PROBLEM STATEMENT ▸
Could you set down exactly the lines in the records below between the line holding "Circle any shallow water in the image." and the line holding "Circle any boulder in the image.", inclusive?
DATA RECORDS below:
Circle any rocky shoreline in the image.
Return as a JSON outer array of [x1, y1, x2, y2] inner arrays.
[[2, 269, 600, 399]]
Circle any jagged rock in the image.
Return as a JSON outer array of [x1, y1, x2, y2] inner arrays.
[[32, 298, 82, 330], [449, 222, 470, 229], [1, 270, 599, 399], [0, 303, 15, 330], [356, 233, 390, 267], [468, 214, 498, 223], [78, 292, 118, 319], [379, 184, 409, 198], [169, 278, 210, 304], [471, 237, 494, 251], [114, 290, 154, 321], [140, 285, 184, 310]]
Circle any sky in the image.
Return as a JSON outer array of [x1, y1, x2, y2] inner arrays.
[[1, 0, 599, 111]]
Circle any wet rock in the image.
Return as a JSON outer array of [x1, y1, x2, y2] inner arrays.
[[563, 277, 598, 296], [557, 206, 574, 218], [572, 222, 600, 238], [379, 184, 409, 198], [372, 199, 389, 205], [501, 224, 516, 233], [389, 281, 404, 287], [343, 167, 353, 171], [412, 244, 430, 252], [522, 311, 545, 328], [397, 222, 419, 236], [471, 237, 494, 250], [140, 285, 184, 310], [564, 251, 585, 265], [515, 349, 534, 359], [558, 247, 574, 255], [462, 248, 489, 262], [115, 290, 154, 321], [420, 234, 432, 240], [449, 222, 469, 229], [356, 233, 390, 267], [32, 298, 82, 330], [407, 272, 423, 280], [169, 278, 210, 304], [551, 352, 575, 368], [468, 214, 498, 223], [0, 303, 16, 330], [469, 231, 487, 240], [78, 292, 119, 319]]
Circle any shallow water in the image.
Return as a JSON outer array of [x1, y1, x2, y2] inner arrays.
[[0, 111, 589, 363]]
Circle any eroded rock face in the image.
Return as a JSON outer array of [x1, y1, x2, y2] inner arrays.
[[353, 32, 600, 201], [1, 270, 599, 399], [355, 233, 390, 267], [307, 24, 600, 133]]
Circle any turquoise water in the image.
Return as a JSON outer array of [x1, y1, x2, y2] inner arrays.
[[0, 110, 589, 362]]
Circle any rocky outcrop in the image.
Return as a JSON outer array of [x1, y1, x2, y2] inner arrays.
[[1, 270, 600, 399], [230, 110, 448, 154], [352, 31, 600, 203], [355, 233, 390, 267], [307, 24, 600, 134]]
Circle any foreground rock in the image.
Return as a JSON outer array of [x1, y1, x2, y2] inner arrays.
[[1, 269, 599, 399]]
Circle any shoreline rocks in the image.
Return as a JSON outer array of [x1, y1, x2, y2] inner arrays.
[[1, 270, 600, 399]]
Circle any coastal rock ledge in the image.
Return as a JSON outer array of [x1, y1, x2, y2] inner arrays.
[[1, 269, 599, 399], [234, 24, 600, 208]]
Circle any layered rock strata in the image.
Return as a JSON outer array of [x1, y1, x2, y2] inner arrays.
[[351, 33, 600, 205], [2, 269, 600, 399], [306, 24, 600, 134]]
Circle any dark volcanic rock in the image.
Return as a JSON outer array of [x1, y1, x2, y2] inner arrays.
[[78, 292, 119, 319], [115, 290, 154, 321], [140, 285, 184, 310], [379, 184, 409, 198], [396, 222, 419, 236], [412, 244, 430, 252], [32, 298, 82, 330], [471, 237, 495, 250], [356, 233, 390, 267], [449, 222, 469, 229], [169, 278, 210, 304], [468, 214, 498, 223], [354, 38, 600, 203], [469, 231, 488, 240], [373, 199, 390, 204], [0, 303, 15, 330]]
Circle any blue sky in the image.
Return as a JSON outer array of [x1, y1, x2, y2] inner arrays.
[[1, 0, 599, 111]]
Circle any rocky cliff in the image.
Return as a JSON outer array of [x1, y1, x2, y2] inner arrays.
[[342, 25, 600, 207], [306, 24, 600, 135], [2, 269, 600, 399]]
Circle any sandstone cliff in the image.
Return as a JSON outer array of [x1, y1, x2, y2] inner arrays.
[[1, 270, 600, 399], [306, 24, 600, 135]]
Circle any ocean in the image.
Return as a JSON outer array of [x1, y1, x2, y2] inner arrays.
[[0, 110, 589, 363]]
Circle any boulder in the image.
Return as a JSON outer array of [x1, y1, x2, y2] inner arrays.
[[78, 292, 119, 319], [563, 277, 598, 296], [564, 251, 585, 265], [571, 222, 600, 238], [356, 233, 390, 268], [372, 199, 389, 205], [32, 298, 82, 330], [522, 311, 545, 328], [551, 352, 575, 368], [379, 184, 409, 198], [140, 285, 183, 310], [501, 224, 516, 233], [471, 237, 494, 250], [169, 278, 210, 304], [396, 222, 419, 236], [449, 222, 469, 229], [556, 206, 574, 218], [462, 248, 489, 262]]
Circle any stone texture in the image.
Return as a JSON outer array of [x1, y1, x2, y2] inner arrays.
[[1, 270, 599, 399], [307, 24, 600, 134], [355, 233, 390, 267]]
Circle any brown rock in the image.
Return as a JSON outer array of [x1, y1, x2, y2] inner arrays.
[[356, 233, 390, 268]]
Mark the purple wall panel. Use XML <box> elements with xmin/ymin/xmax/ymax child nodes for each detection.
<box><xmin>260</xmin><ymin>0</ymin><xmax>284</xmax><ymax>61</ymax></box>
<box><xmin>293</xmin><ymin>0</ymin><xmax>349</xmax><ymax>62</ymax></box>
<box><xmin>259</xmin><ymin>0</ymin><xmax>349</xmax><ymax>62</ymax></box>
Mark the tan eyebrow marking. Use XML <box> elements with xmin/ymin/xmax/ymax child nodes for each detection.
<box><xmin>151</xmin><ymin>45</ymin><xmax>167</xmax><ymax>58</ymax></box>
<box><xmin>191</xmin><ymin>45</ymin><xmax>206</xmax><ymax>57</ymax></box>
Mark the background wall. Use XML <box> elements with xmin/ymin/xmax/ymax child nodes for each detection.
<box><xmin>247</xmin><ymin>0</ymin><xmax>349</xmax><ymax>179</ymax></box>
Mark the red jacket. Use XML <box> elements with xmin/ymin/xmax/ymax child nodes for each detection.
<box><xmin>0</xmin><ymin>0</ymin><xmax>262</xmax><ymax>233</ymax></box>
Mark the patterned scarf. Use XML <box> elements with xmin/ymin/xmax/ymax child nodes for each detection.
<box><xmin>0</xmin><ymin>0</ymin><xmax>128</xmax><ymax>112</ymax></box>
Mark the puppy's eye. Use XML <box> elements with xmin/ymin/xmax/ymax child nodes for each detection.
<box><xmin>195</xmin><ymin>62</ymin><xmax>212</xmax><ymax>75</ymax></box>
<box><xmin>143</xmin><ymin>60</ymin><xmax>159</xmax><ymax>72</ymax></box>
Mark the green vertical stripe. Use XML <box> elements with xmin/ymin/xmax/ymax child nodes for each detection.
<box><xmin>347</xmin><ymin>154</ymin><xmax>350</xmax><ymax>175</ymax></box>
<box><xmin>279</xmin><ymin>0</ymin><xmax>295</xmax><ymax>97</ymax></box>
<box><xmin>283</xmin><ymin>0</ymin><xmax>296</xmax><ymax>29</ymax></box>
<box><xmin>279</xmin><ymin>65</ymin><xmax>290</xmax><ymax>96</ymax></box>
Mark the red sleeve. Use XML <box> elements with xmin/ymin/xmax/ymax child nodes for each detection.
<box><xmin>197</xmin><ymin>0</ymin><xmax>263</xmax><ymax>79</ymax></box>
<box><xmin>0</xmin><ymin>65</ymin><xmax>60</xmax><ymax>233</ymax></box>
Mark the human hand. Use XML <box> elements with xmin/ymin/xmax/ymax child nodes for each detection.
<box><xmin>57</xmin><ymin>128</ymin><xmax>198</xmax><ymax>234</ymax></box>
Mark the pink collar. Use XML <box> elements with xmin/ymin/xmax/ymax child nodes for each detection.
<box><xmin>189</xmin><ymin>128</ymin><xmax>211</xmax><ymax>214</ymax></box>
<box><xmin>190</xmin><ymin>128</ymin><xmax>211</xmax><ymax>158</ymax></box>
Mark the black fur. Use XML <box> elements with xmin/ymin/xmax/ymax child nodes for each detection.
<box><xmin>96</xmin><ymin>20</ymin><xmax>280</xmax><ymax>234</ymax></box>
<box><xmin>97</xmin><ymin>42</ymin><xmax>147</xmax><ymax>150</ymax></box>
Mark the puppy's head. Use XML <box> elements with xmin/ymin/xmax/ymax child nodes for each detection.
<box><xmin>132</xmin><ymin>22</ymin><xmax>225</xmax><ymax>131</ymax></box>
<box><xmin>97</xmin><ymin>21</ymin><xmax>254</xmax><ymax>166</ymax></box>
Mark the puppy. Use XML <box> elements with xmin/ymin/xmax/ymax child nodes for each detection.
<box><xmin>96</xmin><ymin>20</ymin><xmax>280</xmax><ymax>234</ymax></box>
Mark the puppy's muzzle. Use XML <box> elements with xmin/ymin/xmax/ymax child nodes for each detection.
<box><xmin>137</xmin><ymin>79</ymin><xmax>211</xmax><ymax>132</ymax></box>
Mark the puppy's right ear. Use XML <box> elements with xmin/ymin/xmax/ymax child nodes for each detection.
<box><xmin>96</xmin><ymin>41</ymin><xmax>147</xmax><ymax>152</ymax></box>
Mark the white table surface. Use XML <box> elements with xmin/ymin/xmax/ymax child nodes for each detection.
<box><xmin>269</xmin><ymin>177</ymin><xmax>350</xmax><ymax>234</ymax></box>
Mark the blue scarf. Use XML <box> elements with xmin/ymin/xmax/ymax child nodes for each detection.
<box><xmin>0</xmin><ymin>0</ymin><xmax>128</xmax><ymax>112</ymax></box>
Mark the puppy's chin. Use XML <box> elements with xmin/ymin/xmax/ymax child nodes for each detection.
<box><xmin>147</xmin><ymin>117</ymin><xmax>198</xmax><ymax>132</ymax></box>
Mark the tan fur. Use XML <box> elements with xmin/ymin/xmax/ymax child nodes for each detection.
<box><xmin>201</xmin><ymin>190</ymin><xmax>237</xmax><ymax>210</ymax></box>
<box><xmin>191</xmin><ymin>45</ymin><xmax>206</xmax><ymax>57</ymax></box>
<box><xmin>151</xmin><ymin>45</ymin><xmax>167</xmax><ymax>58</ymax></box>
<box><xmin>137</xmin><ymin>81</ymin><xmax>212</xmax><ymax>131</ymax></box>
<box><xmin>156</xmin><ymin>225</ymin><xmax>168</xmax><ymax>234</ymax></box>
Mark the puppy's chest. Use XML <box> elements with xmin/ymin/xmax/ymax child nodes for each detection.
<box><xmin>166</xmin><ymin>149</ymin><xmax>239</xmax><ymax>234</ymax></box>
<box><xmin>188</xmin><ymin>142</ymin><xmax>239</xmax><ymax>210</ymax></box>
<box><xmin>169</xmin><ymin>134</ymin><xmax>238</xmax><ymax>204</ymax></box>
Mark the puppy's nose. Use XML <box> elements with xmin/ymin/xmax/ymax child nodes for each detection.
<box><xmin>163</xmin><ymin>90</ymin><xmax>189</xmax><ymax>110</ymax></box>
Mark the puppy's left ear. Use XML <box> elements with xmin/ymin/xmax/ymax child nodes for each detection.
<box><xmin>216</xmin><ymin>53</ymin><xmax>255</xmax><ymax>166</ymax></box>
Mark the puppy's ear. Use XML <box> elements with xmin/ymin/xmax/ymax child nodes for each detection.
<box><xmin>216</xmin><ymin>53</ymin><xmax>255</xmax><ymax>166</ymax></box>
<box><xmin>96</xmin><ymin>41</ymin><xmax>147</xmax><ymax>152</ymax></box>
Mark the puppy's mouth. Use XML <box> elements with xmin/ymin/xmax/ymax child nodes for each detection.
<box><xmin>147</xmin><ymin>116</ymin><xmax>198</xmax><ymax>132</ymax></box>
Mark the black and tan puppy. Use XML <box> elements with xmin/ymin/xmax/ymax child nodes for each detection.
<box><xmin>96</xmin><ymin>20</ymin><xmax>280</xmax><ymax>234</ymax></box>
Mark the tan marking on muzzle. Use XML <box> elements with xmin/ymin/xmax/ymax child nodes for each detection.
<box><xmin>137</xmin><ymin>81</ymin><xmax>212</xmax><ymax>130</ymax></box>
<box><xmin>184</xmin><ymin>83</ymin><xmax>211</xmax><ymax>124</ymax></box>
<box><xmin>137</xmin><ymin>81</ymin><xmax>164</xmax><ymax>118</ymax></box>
End of DATA RECORDS.
RESULT OF THE EXERCISE ▸
Circle any shallow water in the image.
Return as a JSON outer array of [x1, y1, x2, y2] inner arrays.
[[0, 111, 589, 363]]
Circle any eroded rock face in the image.
Return as a JSON outer array of [x1, y1, x2, y2] inner arrays.
[[353, 32, 600, 201], [1, 270, 599, 399], [355, 233, 390, 267], [307, 24, 600, 133]]
Circle any turquoise water in the image.
Return as a JSON outer array of [x1, y1, x2, y2] inner arrays.
[[0, 110, 589, 362]]
Circle any rocky outcrop in the image.
Return as a JSON outer array of [x1, y1, x2, y2] inner arrays.
[[1, 270, 600, 399], [230, 110, 448, 154], [352, 31, 600, 203], [355, 233, 390, 267], [307, 24, 600, 134]]
Circle any foreground rock in the image.
Return as a JSON outer array of [x1, y1, x2, y2] inner arrays.
[[1, 269, 599, 399]]
Circle any shoreline rocks in the image.
Return as a JSON outer array of [x1, y1, x2, y2] inner arrays.
[[1, 270, 600, 399]]
Circle any coastal rock ledge in the image.
Return as a JSON outer array of [x1, y1, x2, y2] inner arrays.
[[1, 269, 599, 399], [234, 24, 600, 208]]
Circle any layered rock strata in the image.
Return as a JSON outer array of [x1, y1, x2, y2] inner arrays.
[[351, 33, 600, 205], [2, 269, 600, 399], [306, 24, 600, 134]]
Circle any dark volcanic rock in the image.
Return as a JSON outer array of [x1, y1, x2, y2] inner arrays.
[[78, 292, 119, 319], [115, 290, 154, 321], [140, 285, 184, 310], [379, 184, 409, 198], [396, 222, 419, 236], [412, 244, 430, 252], [32, 298, 82, 330], [471, 237, 495, 250], [356, 233, 390, 267], [449, 222, 469, 229], [169, 278, 210, 304], [468, 214, 498, 223], [354, 38, 600, 203], [469, 231, 488, 240], [373, 199, 390, 204], [0, 303, 15, 330]]
Circle any blue sky in the image.
Return as a JSON outer array of [x1, y1, x2, y2] inner arrays.
[[1, 0, 599, 111]]
Circle any rocky cliff in the image.
Return as a JSON outer array of [x1, y1, x2, y2] inner arrays.
[[342, 25, 600, 207], [306, 24, 600, 135], [2, 269, 600, 399]]
Circle any sandstone cliff in the image.
Return as a JSON outer array of [x1, y1, x2, y2] inner arrays.
[[1, 270, 600, 399], [306, 24, 600, 135]]
Circle any ocean in the image.
Return as a JSON outer array of [x1, y1, x2, y2] inner arrays.
[[0, 110, 589, 363]]
Circle any boulder in the image.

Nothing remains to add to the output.